§ **EXTRACTED TEXT**:
CCMB zeroes in on major genetic causes of male infertility

Update: 2022-09-08 03:45 IST

Hyderabad: CSIR-Centre for Cellular and Molecular Biology (CCMB), Hyderabad has been researching to understand the genetic causes of male infertility for the last two decades. As per the study, 38 per cent of males with infertility have specific regions missing or abnormalities in their chromosomes or mutations in their mitochondrial and autosomal genes.

CCMB's new multi-institutional study focuses on the cause of infertility in the rest of the cases, which constitutes the majority of infertility-affected men. The researchers have identified eight novel genes that were defective in these men in India. The study has been recently published online in the journal Human Molecular Genetics.

Dr Sudhakar Digumarthi, the lead author of the study, who was a Ph D student of CCMB and presently a scientist at ICMR-National Institute for Research in Reproductive and Child Health in Mumbai, said, "We first sequenced all the essential regions of all genes (around 30,000 of them) using next generation sequencing in 47 well-characterised infertile men. We then validated the identified genetic changes in about 1,500 infertile men from different parts of India."

Dr Thangaraj, lead investigator of this study and presently Director of the DBT-Centre for DNA Fingerprinting and Diagnostics, Hyderabad said, "We identified a total of eight genes (BRDT, CETN1, CATSPERD, GMCL1, SPATA6, TSSK4, TSKS and ZNF318), that were not known earlier for their role in human male fertility".

§ **PROBLEMS TO SOLVE**:
**a.** Duplicate the passage of the male infertility article from "CCMB zeroes in" up to and including "Human Molecular Genetics.".
**b.** Pick up the article on CCMB's male infertility study from its last sentence and continue it.

§ **EXTRACTED INFORMATION**:
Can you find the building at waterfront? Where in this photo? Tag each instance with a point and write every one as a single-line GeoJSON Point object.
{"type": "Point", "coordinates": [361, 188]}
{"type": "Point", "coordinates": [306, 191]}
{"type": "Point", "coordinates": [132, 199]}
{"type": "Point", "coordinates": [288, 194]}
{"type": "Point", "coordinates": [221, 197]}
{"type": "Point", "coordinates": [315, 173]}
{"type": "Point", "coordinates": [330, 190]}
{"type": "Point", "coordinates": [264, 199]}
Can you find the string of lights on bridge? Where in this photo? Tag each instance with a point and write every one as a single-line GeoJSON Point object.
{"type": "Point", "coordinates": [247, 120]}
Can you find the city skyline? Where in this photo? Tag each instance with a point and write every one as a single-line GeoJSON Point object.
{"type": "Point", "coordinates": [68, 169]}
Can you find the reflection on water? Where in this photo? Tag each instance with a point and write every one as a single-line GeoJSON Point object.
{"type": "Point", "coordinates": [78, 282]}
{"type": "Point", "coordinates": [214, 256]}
...
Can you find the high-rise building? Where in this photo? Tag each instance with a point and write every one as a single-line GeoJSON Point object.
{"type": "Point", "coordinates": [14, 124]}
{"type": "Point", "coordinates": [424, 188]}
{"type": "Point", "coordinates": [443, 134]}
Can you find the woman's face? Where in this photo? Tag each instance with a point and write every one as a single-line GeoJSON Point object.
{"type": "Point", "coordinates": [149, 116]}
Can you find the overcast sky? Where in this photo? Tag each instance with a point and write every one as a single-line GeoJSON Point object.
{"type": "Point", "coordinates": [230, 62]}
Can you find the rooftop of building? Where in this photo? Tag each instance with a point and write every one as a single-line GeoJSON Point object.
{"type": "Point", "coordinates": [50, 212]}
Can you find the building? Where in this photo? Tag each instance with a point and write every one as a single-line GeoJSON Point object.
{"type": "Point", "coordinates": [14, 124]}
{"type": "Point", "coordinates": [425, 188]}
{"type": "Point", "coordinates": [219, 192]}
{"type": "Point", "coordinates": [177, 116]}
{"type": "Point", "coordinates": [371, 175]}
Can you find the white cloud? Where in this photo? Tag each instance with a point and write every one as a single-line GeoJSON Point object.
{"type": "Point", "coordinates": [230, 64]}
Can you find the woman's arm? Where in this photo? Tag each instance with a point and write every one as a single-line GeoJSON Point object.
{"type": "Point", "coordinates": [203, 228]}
--
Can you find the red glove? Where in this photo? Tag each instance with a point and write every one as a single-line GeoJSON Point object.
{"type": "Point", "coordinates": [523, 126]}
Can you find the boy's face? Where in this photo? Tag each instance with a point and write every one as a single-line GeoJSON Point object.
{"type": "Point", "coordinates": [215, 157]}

§ **RESPONSES IN ORDER**:
**a.**
CCMB zeroes in on major genetic causes of male infertility

Update: 2022-09-08 03:45 IST

Hyderabad: CSIR-Centre for Cellular and Molecular Biology (CCMB), Hyderabad has been researching to understand the genetic causes of male infertility for the last two decades. As per the study, 38 per cent of males with infertility have specific regions missing or abnormalities in their chromosomes or mutations in their mitochondrial and autosomal genes.

CCMB's new multi-institutional study focuses on the cause of infertility in the rest of the cases, which constitutes the majority of infertility-affected men. The researchers have identified eight novel genes that were defective in these men in India. The study has been recently published online in the journal Human Molecular Genetics.

**b.**
He further said that they have identified variations (mutations) in these genes that cause impaired sperm production leading to male infertility. The researchers have characterised a mutation in one of the eight genes, Centrin 1 (CETN1), to understand how the mutation affects sperm production. They demonstrated the impact of CETN1 mutation in cellular models and found that the mutation arrests cell division, causing insufficient sperm production.

This study should be a reminder to the society that half of infertility cases are due to problems in men. And many of them are due to genes that come from the parents, often mothers, of these men. It is wrong to assume a couple cannot bear children because of only the woman's fertility," remarked Dr Thangaraj.

Dr Vinay Kumar Nandicoori, Director, CCMB said, "The genetic causes established in this study can be used as potential diagnostic markers for male infertility and development of improved management strategies for male infertility".